=== Text passage ===
▬▬▬▬▬▬▬▬▬▬
[llvm] r318800 - [X86] Allow vpclmulqdq instructions to be commuted during isel to allow load folding.

Craig Topper via llvm-commits llvm-commits at lists.llvm.org
Tue Nov 21 13:05:21 PST 2017


Author: ctopper
Date: Tue Nov 21 13:05:21 2017
New Revision: 318800

URL: http://llvm.org/viewvc/llvm-project?rev=318800&view=rev
Log:
[X86] Allow vpclmulqdq instructions to be commuted during isel to allow load folding.

The commuting patterns for the AVX version actually still had priority over the new patterns.

Modified:
    llvm/trunk/lib/Target/X86/X86InstrSSE.td
    llvm/trunk/test/CodeGen/X86/commute-clmul.ll

Modified: llvm/trunk/lib/Target/X86/X86InstrSSE.td
URL: http://llvm.org/viewvc/llvm-project/llvm/trunk/lib/Target/X86/X86InstrSSE.td?rev=318800&r1=318799&r2=318800&view=diff
==============================================================================
--- llvm/trunk/lib/Target/X86/X86InstrSSE.td (original)
+++ llvm/trunk/lib/Target/X86/X86InstrSSE.td Tue Nov 21 13:05:21 2017
@@ -7242,24 +7242,37 @@ def AESKEYGENASSIST128rm : AESAI<0xDF, M
 // PCLMUL Instructions
 //===----------------------------------------------------------------------===//
 
+// Immediate transform to help with commuting.
▬▬▬▬▬▬▬▬▬▬
=== To be done ===
What revision number does the commit message above give?
▬▬▬▬▬▬▬▬▬▬
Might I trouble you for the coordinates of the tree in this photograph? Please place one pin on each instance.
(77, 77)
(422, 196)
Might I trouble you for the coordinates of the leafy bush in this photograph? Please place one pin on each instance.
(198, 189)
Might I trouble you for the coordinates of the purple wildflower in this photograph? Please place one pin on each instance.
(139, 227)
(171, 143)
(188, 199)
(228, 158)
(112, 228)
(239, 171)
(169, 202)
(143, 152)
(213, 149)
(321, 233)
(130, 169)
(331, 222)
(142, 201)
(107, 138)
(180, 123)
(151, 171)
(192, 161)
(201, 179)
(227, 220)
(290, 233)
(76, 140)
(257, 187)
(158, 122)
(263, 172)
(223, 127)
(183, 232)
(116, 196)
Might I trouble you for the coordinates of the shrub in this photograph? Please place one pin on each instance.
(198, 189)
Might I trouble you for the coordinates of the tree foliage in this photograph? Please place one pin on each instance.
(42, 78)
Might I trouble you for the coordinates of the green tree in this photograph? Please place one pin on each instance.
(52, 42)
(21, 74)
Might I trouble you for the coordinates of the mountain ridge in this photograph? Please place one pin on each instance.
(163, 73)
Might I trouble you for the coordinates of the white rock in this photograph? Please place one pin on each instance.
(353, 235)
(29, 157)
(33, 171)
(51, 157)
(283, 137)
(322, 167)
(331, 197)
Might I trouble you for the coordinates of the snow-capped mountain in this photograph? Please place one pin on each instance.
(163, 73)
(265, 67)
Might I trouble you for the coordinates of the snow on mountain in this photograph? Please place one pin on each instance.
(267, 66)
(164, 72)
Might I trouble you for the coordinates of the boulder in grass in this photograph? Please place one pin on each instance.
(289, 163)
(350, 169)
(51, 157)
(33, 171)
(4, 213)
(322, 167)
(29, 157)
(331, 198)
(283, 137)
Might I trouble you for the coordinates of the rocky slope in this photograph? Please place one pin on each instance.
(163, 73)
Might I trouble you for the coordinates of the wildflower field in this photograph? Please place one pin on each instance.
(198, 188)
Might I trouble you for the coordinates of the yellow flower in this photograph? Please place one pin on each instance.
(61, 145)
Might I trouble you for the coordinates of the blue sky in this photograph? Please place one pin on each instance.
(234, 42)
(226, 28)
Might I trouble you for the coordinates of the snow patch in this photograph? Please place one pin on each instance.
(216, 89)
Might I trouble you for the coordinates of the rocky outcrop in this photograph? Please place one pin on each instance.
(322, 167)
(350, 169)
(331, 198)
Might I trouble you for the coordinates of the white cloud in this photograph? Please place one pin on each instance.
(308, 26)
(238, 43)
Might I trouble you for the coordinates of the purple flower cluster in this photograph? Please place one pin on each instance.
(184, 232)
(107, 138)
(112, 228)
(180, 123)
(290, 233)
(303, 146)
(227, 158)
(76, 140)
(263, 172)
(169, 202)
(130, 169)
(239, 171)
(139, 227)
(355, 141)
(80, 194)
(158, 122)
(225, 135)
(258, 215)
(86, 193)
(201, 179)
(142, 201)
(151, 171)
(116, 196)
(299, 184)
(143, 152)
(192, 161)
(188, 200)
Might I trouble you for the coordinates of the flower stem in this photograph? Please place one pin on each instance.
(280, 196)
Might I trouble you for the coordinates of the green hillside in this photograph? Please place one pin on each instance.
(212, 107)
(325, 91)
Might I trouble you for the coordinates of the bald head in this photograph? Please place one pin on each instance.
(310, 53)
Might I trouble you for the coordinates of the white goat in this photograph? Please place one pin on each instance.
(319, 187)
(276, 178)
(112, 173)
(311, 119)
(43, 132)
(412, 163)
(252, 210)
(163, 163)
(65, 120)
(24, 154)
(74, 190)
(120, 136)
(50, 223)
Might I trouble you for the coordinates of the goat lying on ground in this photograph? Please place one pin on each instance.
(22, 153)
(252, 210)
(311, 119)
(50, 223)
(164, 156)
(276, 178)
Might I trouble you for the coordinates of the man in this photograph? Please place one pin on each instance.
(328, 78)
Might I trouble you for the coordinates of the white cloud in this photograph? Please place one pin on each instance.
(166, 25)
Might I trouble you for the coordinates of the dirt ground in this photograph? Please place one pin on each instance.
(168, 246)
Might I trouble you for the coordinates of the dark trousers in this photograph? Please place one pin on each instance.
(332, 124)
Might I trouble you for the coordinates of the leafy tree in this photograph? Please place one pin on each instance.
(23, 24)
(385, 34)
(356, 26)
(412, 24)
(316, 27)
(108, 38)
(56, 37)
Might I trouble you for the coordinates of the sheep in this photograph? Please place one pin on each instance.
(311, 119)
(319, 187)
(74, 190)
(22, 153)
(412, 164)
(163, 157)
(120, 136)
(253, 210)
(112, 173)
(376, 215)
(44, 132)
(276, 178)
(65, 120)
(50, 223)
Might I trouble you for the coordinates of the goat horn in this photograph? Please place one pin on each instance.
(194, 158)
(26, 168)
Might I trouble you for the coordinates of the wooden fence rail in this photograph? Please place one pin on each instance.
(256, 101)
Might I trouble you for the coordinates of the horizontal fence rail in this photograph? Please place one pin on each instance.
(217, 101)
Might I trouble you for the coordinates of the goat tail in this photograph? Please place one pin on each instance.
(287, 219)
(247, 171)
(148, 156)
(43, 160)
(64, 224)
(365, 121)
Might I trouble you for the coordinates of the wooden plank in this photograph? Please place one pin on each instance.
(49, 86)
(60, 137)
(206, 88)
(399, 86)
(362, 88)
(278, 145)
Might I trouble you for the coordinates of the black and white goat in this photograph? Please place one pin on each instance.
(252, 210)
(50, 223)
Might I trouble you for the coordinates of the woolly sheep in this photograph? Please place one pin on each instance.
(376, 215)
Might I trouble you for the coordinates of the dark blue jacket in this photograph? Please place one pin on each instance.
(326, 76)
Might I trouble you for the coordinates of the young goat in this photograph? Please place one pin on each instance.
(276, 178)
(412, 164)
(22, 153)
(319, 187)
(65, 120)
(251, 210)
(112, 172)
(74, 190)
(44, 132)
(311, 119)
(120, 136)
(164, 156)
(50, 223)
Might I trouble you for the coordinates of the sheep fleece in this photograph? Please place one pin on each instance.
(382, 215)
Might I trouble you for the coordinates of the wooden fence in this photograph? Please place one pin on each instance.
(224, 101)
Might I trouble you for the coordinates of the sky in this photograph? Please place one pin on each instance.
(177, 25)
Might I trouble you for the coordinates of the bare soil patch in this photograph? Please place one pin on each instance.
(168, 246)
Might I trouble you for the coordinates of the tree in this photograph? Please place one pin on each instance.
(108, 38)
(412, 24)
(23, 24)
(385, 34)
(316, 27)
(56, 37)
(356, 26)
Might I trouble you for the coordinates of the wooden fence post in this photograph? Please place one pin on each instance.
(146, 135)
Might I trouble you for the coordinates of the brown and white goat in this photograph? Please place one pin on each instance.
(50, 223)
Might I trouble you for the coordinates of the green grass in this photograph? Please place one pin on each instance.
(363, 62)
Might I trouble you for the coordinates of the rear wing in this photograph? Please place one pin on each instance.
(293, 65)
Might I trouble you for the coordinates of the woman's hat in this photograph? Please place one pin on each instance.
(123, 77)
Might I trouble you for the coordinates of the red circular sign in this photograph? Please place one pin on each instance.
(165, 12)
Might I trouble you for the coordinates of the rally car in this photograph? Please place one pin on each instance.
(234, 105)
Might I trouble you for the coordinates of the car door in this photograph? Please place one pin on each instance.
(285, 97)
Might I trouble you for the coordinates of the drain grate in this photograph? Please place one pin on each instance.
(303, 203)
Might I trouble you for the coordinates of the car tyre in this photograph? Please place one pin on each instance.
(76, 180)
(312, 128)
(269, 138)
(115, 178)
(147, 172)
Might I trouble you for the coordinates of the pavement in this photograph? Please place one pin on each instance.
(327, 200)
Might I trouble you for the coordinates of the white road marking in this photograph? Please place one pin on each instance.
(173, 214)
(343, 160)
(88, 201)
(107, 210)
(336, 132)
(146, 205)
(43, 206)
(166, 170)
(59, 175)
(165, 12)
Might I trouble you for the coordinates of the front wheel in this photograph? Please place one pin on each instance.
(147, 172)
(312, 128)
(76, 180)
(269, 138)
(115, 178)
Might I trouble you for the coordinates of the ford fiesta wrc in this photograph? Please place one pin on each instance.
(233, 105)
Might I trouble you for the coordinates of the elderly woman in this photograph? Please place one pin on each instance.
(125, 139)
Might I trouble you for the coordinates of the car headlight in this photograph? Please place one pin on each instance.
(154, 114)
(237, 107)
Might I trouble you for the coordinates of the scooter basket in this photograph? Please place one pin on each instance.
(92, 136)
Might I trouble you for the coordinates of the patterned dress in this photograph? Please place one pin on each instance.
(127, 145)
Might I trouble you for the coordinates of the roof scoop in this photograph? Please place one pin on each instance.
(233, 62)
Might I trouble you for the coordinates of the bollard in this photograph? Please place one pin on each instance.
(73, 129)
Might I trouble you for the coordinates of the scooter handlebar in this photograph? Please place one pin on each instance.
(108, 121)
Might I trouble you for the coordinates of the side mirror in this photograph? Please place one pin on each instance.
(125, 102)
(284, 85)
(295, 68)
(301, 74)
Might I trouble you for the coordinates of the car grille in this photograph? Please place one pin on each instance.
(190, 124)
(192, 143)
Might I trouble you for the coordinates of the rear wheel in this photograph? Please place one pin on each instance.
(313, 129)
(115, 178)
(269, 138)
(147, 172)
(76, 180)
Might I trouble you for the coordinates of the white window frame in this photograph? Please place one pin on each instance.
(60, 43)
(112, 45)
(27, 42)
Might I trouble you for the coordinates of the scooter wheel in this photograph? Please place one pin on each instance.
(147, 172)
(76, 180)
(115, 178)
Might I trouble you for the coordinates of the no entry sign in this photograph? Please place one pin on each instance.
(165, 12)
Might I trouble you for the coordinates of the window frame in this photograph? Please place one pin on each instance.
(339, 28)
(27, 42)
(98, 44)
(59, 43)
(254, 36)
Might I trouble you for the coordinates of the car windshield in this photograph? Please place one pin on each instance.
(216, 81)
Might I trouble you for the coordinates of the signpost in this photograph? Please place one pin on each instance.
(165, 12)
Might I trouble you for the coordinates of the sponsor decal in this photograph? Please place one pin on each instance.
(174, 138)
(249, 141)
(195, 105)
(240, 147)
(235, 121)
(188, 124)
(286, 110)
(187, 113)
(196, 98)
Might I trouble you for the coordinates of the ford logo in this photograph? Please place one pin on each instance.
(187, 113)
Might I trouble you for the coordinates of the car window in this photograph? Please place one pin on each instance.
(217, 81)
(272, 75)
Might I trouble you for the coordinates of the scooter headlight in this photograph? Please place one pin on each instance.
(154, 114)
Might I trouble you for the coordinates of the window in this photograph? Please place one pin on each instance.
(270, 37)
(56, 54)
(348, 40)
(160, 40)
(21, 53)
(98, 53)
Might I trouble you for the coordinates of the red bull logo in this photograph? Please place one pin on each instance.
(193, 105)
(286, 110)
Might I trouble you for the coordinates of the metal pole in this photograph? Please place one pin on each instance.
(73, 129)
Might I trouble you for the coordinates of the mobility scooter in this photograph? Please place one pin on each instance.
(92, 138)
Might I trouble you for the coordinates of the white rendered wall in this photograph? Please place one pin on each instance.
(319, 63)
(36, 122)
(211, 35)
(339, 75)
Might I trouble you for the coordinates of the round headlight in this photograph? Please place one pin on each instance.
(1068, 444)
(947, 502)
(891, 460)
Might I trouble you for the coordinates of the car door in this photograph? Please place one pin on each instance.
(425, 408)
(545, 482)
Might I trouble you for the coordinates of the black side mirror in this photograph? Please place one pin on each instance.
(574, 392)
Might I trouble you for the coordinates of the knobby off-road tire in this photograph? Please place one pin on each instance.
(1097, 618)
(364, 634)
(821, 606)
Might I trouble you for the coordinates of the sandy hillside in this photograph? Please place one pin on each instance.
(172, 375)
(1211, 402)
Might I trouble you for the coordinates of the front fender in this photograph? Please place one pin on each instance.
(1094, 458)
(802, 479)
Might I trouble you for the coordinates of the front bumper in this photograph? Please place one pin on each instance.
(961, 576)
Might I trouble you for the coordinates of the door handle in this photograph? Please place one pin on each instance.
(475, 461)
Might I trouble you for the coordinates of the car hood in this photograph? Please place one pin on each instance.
▬▬▬▬▬▬▬▬▬▬
=== Exercise output ===
318800